═══ Task inputs

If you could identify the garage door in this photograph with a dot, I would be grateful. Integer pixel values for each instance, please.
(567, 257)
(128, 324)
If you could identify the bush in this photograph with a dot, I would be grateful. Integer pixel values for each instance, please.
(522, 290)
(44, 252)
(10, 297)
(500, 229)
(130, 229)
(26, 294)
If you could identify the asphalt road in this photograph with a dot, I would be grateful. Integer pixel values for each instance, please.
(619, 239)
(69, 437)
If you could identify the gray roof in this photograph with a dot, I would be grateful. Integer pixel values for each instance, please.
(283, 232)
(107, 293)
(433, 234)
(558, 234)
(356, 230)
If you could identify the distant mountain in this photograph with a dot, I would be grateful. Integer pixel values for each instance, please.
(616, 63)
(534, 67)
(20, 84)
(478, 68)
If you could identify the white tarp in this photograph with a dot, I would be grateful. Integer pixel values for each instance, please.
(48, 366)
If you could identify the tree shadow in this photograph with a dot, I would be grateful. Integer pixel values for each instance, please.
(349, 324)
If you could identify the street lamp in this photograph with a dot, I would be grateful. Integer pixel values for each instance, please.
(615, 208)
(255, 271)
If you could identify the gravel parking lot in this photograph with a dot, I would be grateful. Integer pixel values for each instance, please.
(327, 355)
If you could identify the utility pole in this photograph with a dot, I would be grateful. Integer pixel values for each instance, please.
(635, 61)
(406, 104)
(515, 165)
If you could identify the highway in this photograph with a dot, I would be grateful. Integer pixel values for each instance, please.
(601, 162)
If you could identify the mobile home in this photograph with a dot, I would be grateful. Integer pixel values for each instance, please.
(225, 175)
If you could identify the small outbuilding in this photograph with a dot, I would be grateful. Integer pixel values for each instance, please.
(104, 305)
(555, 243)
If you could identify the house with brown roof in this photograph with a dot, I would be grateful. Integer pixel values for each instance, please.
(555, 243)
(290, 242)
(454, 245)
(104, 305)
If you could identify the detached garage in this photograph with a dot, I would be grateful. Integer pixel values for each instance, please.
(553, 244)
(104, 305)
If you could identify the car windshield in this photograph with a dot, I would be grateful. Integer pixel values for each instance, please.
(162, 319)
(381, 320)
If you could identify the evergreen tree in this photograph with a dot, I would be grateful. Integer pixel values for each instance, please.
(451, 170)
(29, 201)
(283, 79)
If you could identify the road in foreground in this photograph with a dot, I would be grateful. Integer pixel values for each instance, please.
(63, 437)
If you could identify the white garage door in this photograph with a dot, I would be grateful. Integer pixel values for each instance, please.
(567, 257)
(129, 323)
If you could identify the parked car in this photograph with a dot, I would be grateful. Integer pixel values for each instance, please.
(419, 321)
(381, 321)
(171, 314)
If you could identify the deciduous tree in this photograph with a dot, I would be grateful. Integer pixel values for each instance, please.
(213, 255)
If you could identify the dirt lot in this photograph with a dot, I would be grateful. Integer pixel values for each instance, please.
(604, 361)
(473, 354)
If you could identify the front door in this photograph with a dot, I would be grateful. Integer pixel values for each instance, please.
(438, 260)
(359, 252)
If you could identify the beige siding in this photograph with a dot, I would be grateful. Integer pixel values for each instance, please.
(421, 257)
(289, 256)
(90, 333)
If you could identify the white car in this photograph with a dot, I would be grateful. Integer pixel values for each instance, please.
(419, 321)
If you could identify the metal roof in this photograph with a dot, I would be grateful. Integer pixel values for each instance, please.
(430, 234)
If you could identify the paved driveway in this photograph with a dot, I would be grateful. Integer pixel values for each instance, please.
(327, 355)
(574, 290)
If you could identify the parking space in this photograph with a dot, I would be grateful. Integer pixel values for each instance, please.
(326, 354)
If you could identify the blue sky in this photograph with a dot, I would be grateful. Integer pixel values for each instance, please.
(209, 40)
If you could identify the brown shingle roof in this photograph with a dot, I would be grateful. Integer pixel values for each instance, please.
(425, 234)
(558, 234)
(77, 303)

══════

**Requirement**
Retype all the records, matching them exactly.

**Solution below**
If you could identify the garage door in this photograph with a dot, I would be grateful. Integer pixel values for each instance, please.
(567, 257)
(128, 324)
If you could identify the bush in this photograph with a dot, I would be grateful. Integer pixel values for each instance, please.
(522, 290)
(44, 252)
(10, 297)
(500, 229)
(130, 229)
(26, 294)
If you could identify the asphalt road in this photograph with a dot, I would be grateful. Integer pixel values for each instance, please.
(619, 239)
(69, 437)
If you could identify the gray roof in this photograph with a dot, I would be grateful. Integer pixel values for each instance, please.
(283, 232)
(107, 293)
(433, 234)
(558, 234)
(356, 230)
If you could identify the distant mountain in this photograph with a dot, I would be grateful. Integer pixel values for each instance, please.
(616, 63)
(534, 67)
(20, 84)
(478, 68)
If you could identify the white tarp in this photograph with a dot, I would be grateful. Integer pixel values for each instance, please.
(48, 366)
If you could identify the tree shadow in this photograph with a dot, I would be grateful. Integer pixel values for each instance, please.
(349, 324)
If you could identify the street lamp in this photograph with a dot, I would be grateful. Integer pixel values for each instance, please.
(615, 208)
(255, 271)
If you could identify the gravel parking lot in this photograph with a dot, I would be grateful. Integer pixel values for each instance, please.
(327, 355)
If you could identify the utility pole in this photograph with a dot, I would be grateful. Integer pixel values for each instance, please.
(635, 61)
(406, 104)
(515, 165)
If you could identify the highway in this photograph with a dot, I would be grateful. Integer pixel values for each instance, please.
(601, 162)
If you could identify the mobile home in this photograph with a dot, I would be grateful. Integer pixel values for each instance, please.
(225, 175)
If you could identify the small outbuilding in this photograph with a dot, I would be grateful. Integer pixel values for each instance, please.
(104, 305)
(555, 243)
If you could identify the house with brown roof in this photograph with a dot, I would be grateful. Integer pixel values for each instance, please.
(555, 243)
(290, 242)
(454, 245)
(104, 305)
If you could identify the detached garage in this photograph with a dot, I would be grateful. Integer pixel values for each instance, please.
(553, 244)
(104, 305)
If you could identify the car windshield in this photograph with a dot, I would be grateful. Integer pixel values for each instance, please.
(162, 319)
(381, 320)
If you could identify the evergreen tree in this photograph with a dot, I would be grateful. Integer pixel values for each instance, please.
(451, 170)
(29, 201)
(283, 79)
If you could identify the road in foreground in this photograph with a dot, I would be grateful. Integer pixel values for each instance, please.
(63, 437)
If you could identify the white garage door in this photograph with a dot, I would be grateful. Integer pixel values for each instance, please.
(567, 257)
(129, 323)
If you could identify the parked car in this photograph with a dot, I would be grateful. Integer pixel values for each instance, please.
(419, 321)
(381, 321)
(171, 314)
If you could identify the deciduous tree in this photograph with a dot, I would be grateful. Integer pixel values for each instance, please.
(213, 255)
If you could identify the dirt lot in this photograph with a dot, I would be grateful. Integer pixel values for each instance, please.
(604, 361)
(473, 354)
If you could identify the front door in this photograph with a dot, I would be grateful. Integer pixel values for each instance, please.
(438, 260)
(359, 252)
If you could identify the beige siding in this photograph with a dot, I would be grateful. Integer pixel values for each instance, please.
(421, 257)
(289, 256)
(90, 333)
If you could identify the white car in this photograph with a dot, I would be grateful. Integer pixel values for each instance, please.
(419, 321)
If you could identify the metal roof in this photograph with a dot, I would be grateful. Integer pixel values for each instance, please.
(430, 234)
If you could identify the paved driveway in this photograph with a dot, I would be grateful. Integer pixel values for each instance, please.
(327, 355)
(574, 290)
If you could identify the parking space in this photograph with a dot, I would be grateful. Integer pixel values for each instance, please.
(326, 354)
If you could identify the blue sky in this photograph with a dot, I would be grateful. Integer pixel values for each instance, please.
(209, 40)
If you could identify the brown shingle roof in this photograph with a dot, I would be grateful. Integer pixel values for each instance, please.
(425, 234)
(558, 234)
(77, 303)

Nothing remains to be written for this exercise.